▶ _WHAT TO DO_: Your answer should consist of every line in the records that holds "cable".

▶ _EXERCISE MATERIALS_:
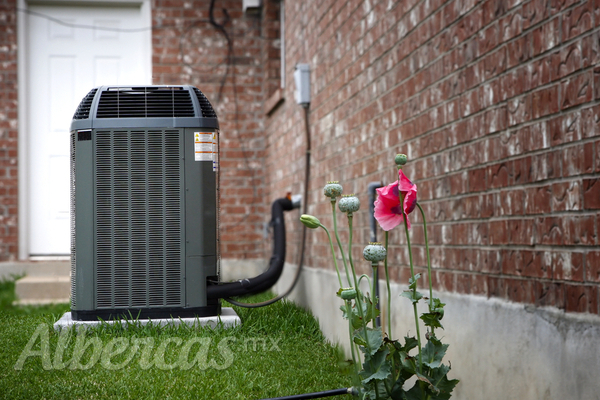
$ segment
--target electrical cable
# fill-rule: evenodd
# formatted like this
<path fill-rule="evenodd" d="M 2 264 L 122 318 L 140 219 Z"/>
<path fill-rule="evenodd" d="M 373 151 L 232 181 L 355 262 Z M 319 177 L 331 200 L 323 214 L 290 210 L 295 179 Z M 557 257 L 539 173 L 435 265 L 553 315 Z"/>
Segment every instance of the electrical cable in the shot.
<path fill-rule="evenodd" d="M 223 21 L 223 23 L 218 23 L 215 20 L 215 16 L 214 16 L 214 11 L 215 11 L 215 1 L 216 0 L 211 0 L 210 2 L 210 6 L 209 6 L 209 23 L 210 25 L 212 25 L 217 31 L 221 32 L 221 34 L 225 37 L 225 40 L 227 42 L 227 66 L 225 69 L 225 73 L 223 74 L 223 78 L 221 79 L 221 83 L 219 86 L 219 95 L 217 97 L 217 102 L 221 101 L 222 95 L 223 95 L 223 89 L 225 87 L 225 83 L 227 82 L 227 77 L 229 76 L 229 71 L 230 71 L 230 67 L 231 70 L 233 71 L 233 73 L 231 74 L 231 84 L 233 87 L 233 102 L 234 102 L 234 119 L 236 124 L 239 121 L 239 103 L 238 103 L 238 98 L 237 98 L 237 82 L 236 82 L 236 75 L 235 75 L 235 54 L 234 54 L 234 45 L 233 45 L 233 40 L 231 39 L 231 36 L 229 35 L 229 33 L 227 32 L 227 29 L 225 29 L 225 25 L 227 24 L 227 22 L 229 22 L 231 20 L 231 18 L 229 17 L 229 13 L 227 12 L 227 9 L 222 8 L 221 11 L 223 12 L 223 14 L 225 15 L 225 20 Z M 182 58 L 183 61 L 183 58 Z M 246 146 L 244 145 L 244 142 L 242 141 L 242 139 L 240 138 L 239 133 L 237 132 L 237 130 L 234 130 L 235 135 L 237 136 L 238 142 L 239 142 L 239 146 L 241 148 L 242 151 L 242 157 L 244 159 L 244 165 L 246 166 L 246 169 L 248 171 L 250 171 L 251 174 L 251 179 L 252 181 L 255 180 L 255 174 L 254 174 L 254 168 L 252 168 L 250 166 L 250 161 L 248 160 L 248 154 L 247 154 L 247 149 Z M 258 189 L 256 185 L 251 185 L 252 190 L 253 190 L 253 199 L 257 199 L 258 198 Z M 250 216 L 249 213 L 246 213 L 244 216 L 242 216 L 238 221 L 236 221 L 235 223 L 231 223 L 229 224 L 229 226 L 224 225 L 223 227 L 220 228 L 220 230 L 222 232 L 227 232 L 229 231 L 230 227 L 238 227 L 241 226 L 242 223 L 244 221 L 246 221 L 248 219 L 248 217 Z"/>
<path fill-rule="evenodd" d="M 308 213 L 308 186 L 310 184 L 310 154 L 311 154 L 311 140 L 310 140 L 310 124 L 309 124 L 309 108 L 308 105 L 304 107 L 304 124 L 305 124 L 305 133 L 306 133 L 306 164 L 304 171 L 304 202 L 302 204 L 302 213 Z M 280 294 L 270 300 L 266 300 L 260 303 L 242 303 L 237 300 L 233 300 L 231 298 L 225 298 L 231 304 L 238 307 L 245 308 L 259 308 L 271 305 L 273 303 L 278 302 L 279 300 L 287 297 L 292 290 L 296 287 L 296 284 L 300 280 L 300 274 L 302 273 L 302 267 L 304 266 L 304 253 L 306 250 L 306 226 L 302 225 L 302 237 L 300 242 L 300 261 L 298 262 L 298 269 L 296 270 L 296 275 L 294 276 L 294 280 L 292 284 L 283 294 Z"/>
<path fill-rule="evenodd" d="M 113 27 L 109 27 L 109 26 L 73 24 L 73 23 L 70 23 L 70 22 L 66 22 L 66 21 L 60 20 L 58 18 L 51 17 L 51 16 L 46 15 L 46 14 L 39 13 L 37 11 L 30 10 L 28 8 L 17 7 L 16 10 L 19 11 L 19 12 L 25 13 L 25 14 L 33 15 L 35 17 L 45 18 L 48 21 L 52 21 L 52 22 L 55 22 L 55 23 L 57 23 L 59 25 L 66 26 L 66 27 L 69 27 L 69 28 L 95 29 L 95 30 L 98 30 L 98 31 L 135 33 L 135 32 L 151 31 L 152 29 L 176 28 L 177 27 L 176 25 L 156 25 L 156 26 L 144 26 L 142 28 L 113 28 Z"/>
<path fill-rule="evenodd" d="M 215 64 L 213 67 L 208 68 L 206 70 L 201 70 L 199 68 L 196 68 L 192 64 L 185 61 L 183 41 L 189 34 L 190 30 L 192 30 L 199 24 L 210 24 L 213 27 L 216 24 L 217 26 L 222 27 L 223 24 L 217 24 L 216 22 L 213 23 L 214 18 L 213 18 L 213 22 L 211 22 L 210 19 L 197 19 L 197 20 L 192 21 L 192 23 L 189 24 L 187 27 L 182 27 L 180 24 L 164 24 L 164 25 L 145 26 L 145 27 L 141 27 L 141 28 L 115 28 L 115 27 L 102 26 L 102 25 L 74 24 L 71 22 L 63 21 L 61 19 L 52 17 L 50 15 L 39 13 L 37 11 L 33 11 L 30 9 L 26 9 L 26 8 L 17 7 L 16 10 L 19 12 L 28 14 L 28 15 L 32 15 L 32 16 L 39 17 L 39 18 L 44 18 L 48 21 L 54 22 L 54 23 L 62 25 L 62 26 L 66 26 L 69 28 L 75 28 L 75 29 L 93 29 L 93 30 L 98 30 L 98 31 L 121 32 L 121 33 L 138 33 L 138 32 L 146 32 L 146 31 L 159 30 L 159 29 L 183 29 L 183 32 L 181 33 L 181 35 L 179 35 L 179 57 L 181 58 L 181 64 L 185 67 L 192 69 L 193 71 L 200 72 L 200 73 L 208 73 L 208 72 L 214 71 L 221 65 L 226 64 L 227 63 L 226 59 L 230 57 L 230 52 L 228 52 L 225 59 L 221 60 L 220 62 Z M 229 14 L 227 14 L 227 16 L 229 16 Z M 229 21 L 229 18 L 227 19 L 227 21 L 225 21 L 225 23 L 227 23 L 228 21 Z M 221 32 L 223 32 L 221 29 L 219 29 L 219 30 Z"/>
<path fill-rule="evenodd" d="M 208 19 L 198 19 L 198 20 L 195 20 L 191 24 L 189 24 L 185 29 L 183 29 L 183 31 L 179 35 L 179 58 L 181 59 L 181 64 L 184 67 L 188 67 L 192 71 L 200 73 L 200 74 L 208 74 L 208 73 L 213 72 L 214 70 L 216 70 L 220 66 L 224 65 L 226 62 L 228 62 L 229 51 L 228 51 L 227 55 L 221 61 L 219 61 L 218 63 L 214 64 L 212 67 L 209 67 L 209 68 L 206 68 L 206 69 L 197 68 L 193 64 L 185 61 L 185 43 L 184 43 L 184 41 L 187 38 L 187 36 L 189 35 L 190 31 L 192 29 L 196 28 L 201 23 L 203 23 L 203 24 L 210 24 L 210 20 L 208 20 Z"/>
<path fill-rule="evenodd" d="M 234 70 L 234 74 L 232 76 L 232 78 L 233 78 L 233 94 L 234 94 L 234 96 L 236 96 L 235 58 L 234 58 L 234 54 L 233 54 L 233 41 L 229 37 L 229 34 L 227 33 L 227 29 L 225 29 L 225 25 L 227 24 L 227 22 L 229 22 L 231 20 L 231 18 L 229 18 L 229 13 L 227 12 L 227 9 L 222 8 L 221 11 L 223 11 L 223 14 L 225 15 L 225 21 L 222 24 L 215 21 L 215 14 L 214 14 L 215 1 L 216 0 L 210 1 L 210 6 L 208 8 L 208 21 L 216 30 L 220 31 L 223 34 L 223 36 L 225 37 L 225 40 L 227 41 L 227 67 L 225 68 L 225 74 L 223 75 L 223 79 L 221 80 L 221 86 L 219 87 L 219 96 L 217 97 L 217 101 L 221 102 L 221 97 L 223 96 L 223 88 L 225 87 L 225 82 L 227 82 L 227 76 L 229 75 L 229 67 L 230 66 L 233 66 L 233 70 Z M 235 115 L 236 115 L 236 121 L 237 121 L 237 116 L 238 116 L 237 101 L 235 103 L 235 107 L 236 107 Z"/>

▶ _WRITTEN RESPONSE_:
--target electrical cable
Segment every instance of the electrical cable in the shot.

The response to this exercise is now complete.